:: Provided entries
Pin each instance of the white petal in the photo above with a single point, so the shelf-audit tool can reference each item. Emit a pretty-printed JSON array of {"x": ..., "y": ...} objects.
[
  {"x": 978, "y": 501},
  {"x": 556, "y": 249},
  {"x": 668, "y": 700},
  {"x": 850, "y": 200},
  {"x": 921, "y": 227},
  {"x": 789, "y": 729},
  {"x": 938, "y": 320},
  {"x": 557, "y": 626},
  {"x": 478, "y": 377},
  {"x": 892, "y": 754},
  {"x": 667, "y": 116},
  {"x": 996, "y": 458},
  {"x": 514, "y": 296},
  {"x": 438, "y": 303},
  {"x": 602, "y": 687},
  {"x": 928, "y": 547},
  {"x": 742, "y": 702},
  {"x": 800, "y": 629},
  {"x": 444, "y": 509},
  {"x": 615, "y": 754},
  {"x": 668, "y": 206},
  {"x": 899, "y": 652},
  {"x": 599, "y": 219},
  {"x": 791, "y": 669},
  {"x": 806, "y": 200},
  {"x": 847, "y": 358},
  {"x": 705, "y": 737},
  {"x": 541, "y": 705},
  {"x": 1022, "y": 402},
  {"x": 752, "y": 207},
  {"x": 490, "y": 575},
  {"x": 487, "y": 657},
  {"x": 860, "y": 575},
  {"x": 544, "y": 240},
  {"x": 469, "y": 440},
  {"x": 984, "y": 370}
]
::::
Reproduce every entry above line for line, in the same order and with no changes to any character.

Pin each instance of the white petal in the photo above with a single point, so the shelf-audit tool can reference each item. Emit a pretty-printed JSON array of {"x": ..., "y": ...} objects.
[
  {"x": 978, "y": 501},
  {"x": 556, "y": 249},
  {"x": 668, "y": 700},
  {"x": 850, "y": 200},
  {"x": 921, "y": 227},
  {"x": 789, "y": 729},
  {"x": 938, "y": 320},
  {"x": 557, "y": 626},
  {"x": 478, "y": 377},
  {"x": 892, "y": 754},
  {"x": 667, "y": 116},
  {"x": 996, "y": 458},
  {"x": 514, "y": 296},
  {"x": 438, "y": 303},
  {"x": 602, "y": 687},
  {"x": 928, "y": 547},
  {"x": 742, "y": 702},
  {"x": 800, "y": 629},
  {"x": 444, "y": 509},
  {"x": 615, "y": 754},
  {"x": 668, "y": 206},
  {"x": 899, "y": 652},
  {"x": 599, "y": 219},
  {"x": 791, "y": 669},
  {"x": 806, "y": 200},
  {"x": 847, "y": 358},
  {"x": 705, "y": 737},
  {"x": 541, "y": 705},
  {"x": 1022, "y": 402},
  {"x": 752, "y": 207},
  {"x": 490, "y": 575},
  {"x": 487, "y": 657},
  {"x": 860, "y": 575},
  {"x": 544, "y": 240},
  {"x": 469, "y": 440},
  {"x": 984, "y": 370}
]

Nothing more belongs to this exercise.